#### 文書の抜粋 ####

ドライバーにはなぜチタン? ギア好きなら知っておきたい「素材」のお話<ドライバー編>
PHOTO/Tomoya Nomura、小誌写真部
THANKS/大同特殊鋼
かつてゴルフクラブは木製のウッド、鉄製のアイアンの2種類だけだったが、現在ではクラブの素材にはチタンやステンレス、マレージング鋼など、実にさまざまな金属が使用されている。一体何が違うのか? クラブの素材について調べてみた。
なぜドライバーにはチタン合金が使われる?
加工しやすく強靭で
精密に薄肉化できるから
話を聞いたのは、大同特殊鋼・鋼材営業本部の髙宮伸さん(左)、寺下一郎さん(中)、「DAT55G」の生みの親・鈴木昭弘さん(右)
ドライバーのヘッドにチタン合金が初めて使われてから四半世紀、いまだにチタン合金に代わる素材は見当たらない。それは鉄の2倍の高強度、かつ鉄の約6割という軽比重でヘッドを薄く、大きくできるからだ。
最近はカーボンコンポジットのドライバーが主流だが、それでもフェースやボディにはチタン合金が使われているものが多い。ゴルフクラブにチタンが採用されるようになった経緯について、大同特殊鋼の髙宮伸部長は次のように語る。
「ヘッドが小さなパーシモン時代は芯の狭さが難点で、その問題解決のためにヘッドを大きくしたいというのがクラブメーカーの願いでした。大きくするには比重が小さいほうがいいので、アルミやジュラルミンなどに目を付けたメーカーもありましたが、強度が足りず、結果的にヘッドを大きくすることができなかった。混じり気のない『純チタン』も強度がそれほど高くない。そこでアルミやバナジウム、モリブデンを混ぜた『チタン合金』に白羽の矢がたったのです」
これがチタン合金の素
「スポンジチタン」
最大25㎤のチタンスクラップから、粒状のスポンジチタン、幅広い原料とさまざまな母合金を組み合わせることで、用途に応じたチタン合金が生み出される
ひとくちにチタン合金といっても、その種類はさまざま。ゴルフクラブにおいては主に2種類のチタンが使用されているという。
「フェースに使われるチタン合金は、結晶構造の違いによって『α+β』チタンと『β』チタンに大別されます。前者は比重が小さく重心設計の自由度が高いので、フェースだけでなくボディにも使われます。その代表がヘッド素材としてよく目にする『6-4チタン』。逆に『β』チタンは弾性率が低いので、たわみやすく反発性能が高いという性質があります。だから高反発規制前は弊社の『DAT55G』をはじめとした『β』チタンのシェアも大きかったのです」

#### 生データ ####

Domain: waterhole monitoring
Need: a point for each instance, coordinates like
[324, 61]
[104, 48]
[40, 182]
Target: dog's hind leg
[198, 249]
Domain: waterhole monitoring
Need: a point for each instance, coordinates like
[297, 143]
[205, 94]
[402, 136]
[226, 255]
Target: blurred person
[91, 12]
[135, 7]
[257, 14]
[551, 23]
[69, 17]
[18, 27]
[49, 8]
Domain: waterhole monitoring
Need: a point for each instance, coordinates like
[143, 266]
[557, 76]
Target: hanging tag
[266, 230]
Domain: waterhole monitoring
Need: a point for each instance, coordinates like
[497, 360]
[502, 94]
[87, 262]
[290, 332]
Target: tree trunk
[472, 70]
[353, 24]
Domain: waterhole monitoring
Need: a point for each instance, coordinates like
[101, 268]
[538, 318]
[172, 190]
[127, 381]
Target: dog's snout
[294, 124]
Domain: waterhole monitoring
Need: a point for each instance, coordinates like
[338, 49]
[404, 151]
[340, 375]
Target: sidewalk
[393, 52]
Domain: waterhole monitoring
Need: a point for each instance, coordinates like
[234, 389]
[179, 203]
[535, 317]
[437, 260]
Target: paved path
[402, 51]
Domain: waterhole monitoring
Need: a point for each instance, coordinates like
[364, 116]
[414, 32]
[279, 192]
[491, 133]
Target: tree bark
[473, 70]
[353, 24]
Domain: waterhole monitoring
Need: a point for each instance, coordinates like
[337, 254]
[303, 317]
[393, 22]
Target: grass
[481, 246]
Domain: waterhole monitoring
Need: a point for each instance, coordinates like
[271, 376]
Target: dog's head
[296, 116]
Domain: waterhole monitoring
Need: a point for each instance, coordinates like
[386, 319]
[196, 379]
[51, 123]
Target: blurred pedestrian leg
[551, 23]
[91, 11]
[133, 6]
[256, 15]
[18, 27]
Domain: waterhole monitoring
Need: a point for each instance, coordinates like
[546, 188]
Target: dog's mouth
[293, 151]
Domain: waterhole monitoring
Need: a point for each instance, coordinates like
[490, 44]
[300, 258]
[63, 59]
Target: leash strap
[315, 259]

####

→ 課題一覧:
1/ 文書の抜粋で、チタン合金にするためにチタンに混ぜたとされる金属をすべて挙げてください。
2/ 文書の抜粋のうち「最大25㎤のチタンスクラップ」から「のシェアも大きかったのです」」までの全文を、「弾性率」を「弾性係数」に置き換えて書き直す。

→ 想定される出力:
1/ アルミ、バナジウム、モリブデン

2/
最大25㎤のチタンスクラップから、粒状のスポンジチタン、幅広い原料とさまざまな母合金を組み合わせることで、用途に応じたチタン合金が生み出される
ひとくちにチタン合金といっても、その種類はさまざま。ゴルフクラブにおいては主に2種類のチタンが使用されているという。
「フェースに使われるチタン合金は、結晶構造の違いによって『α+β』チタンと『β』チタンに大別されます。前者は比重が小さく重心設計の自由度が高いので、フェースだけでなくボディにも使われます。その代表がヘッド素材としてよく目にする『6-4チタン』。逆に『β』チタンは弾性係数が低いので、たわみやすく反発性能が高いという性質があります。だから高反発規制前は弊社の『DAT55G』をはじめとした『β』チタンのシェアも大きかったのです」